• Page excerpt:

— Start —

[MUD-Dev] Story Implementation

Jeff Freeman skeptack at antisocial.com
Sat Dec 8 04:02:05 CET 2001


From: Lee Sheldon <linearno at gte.net>
> From: Jeff Freeman

>> If that's what you mean by "storied game", well ok then.  I think
>> you're right.

> But I'm "force-feeding" the players a story, Jeff.  I'm just doing
> it with a bit more subtlety than you might have given me credit
> for.  I'm telling the story I want to tell, allowing them to
> experience it and build on it in whatever way they choose.  Their
> interaction won't throw me.  I'll adjust.  To quote you from an
> earlier post:

If you're adjusting to the players' interaction, then I wouldn't
call that "forcing a story on them".  Trying to maintain that across
(say) 50 different server-clusters/worlds/shards/whatever is going
to be hard, but otherwise, sounds peachy.

So far the solution to that problem has been "no matter WHAT the
players do, THIS will be the outcome".  I think players resent that
a lot.

>> And I don't think it's a good idea to attempt to do both (tell
>> stories AND allow the gameplay itself to be the story), because
>> the attempt to tell Our story will stomp on the players' story.

> I'm doing both.  Am I stomping on the players' story?  You tell
> me.

What you're proposing seems more like "story creation" rather than
"story telling".  With the players, rather than at them.  But I
gather from your post (now) that it's just the label you've applied
to the idea that makes me cringe, not the idea itself.

> And I want to direct the stories those game systems tell, but in a
> way that is not obtrusive to the gameplay, that in fact -enhances-
> it.

Seems perfectly legitimate to me.

As I wrote in some other previous email, I'm really not Pure Sandbox
Guy.  I don't think that's sufficient - for the reason Matt just
gave a message or two ago.

I don't think we should *just* give players the tools they need to
dam the river, but introduce the villain on a mission to break the
dam that's already there, and flood their town.  If they can stop
him, great.  If they can't, then they can rebuild the dam.  If they
decide they prefer to live in a swamp, that's fine too.  Maybe they
can build houses on stilts.

— End —

• Extracted records:
— Start —

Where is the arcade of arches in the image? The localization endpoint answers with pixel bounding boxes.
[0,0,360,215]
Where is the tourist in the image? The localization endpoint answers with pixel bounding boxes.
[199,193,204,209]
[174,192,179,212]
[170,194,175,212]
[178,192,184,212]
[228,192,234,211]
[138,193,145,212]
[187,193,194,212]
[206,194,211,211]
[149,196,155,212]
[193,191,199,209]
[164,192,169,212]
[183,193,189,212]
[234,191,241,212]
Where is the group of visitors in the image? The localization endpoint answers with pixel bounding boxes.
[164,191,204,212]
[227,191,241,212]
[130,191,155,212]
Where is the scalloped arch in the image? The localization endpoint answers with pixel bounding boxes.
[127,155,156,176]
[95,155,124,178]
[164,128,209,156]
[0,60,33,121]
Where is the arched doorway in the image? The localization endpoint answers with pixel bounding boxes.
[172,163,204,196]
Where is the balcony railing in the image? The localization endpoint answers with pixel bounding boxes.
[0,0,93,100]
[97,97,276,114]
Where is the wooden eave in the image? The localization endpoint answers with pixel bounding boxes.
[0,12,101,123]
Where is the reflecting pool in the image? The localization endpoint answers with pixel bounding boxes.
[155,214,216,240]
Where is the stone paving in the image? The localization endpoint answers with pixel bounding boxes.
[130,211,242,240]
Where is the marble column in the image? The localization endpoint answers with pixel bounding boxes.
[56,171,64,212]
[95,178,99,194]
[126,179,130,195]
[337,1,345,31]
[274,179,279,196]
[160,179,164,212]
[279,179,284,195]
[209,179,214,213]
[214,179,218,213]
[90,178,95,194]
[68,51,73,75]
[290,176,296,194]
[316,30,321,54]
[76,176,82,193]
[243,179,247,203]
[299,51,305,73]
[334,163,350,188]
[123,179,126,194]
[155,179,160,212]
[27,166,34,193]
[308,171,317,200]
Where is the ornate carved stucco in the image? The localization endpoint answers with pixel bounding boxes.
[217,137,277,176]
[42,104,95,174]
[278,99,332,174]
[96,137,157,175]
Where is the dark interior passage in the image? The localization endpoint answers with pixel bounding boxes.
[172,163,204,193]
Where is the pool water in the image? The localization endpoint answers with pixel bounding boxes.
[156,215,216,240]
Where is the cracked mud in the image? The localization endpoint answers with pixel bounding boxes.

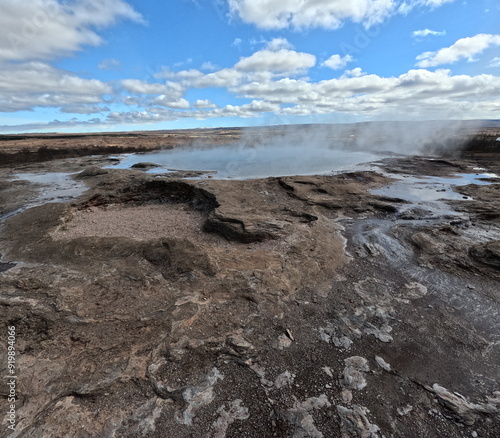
[0,150,500,438]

— End —

Copy out the part of the MUD-Dev post above between "I don't think we" and "houses on stilts.", inclusive.

• Output of the exercise:
I don't think we should *just* give players the tools they need to
dam the river, but introduce the villain on a mission to break the
dam that's already there, and flood their town.  If they can stop
him, great.  If they can't, then they can rebuild the dam.  If they
decide they prefer to live in a swamp, that's fine too.  Maybe they
can build houses on stilts.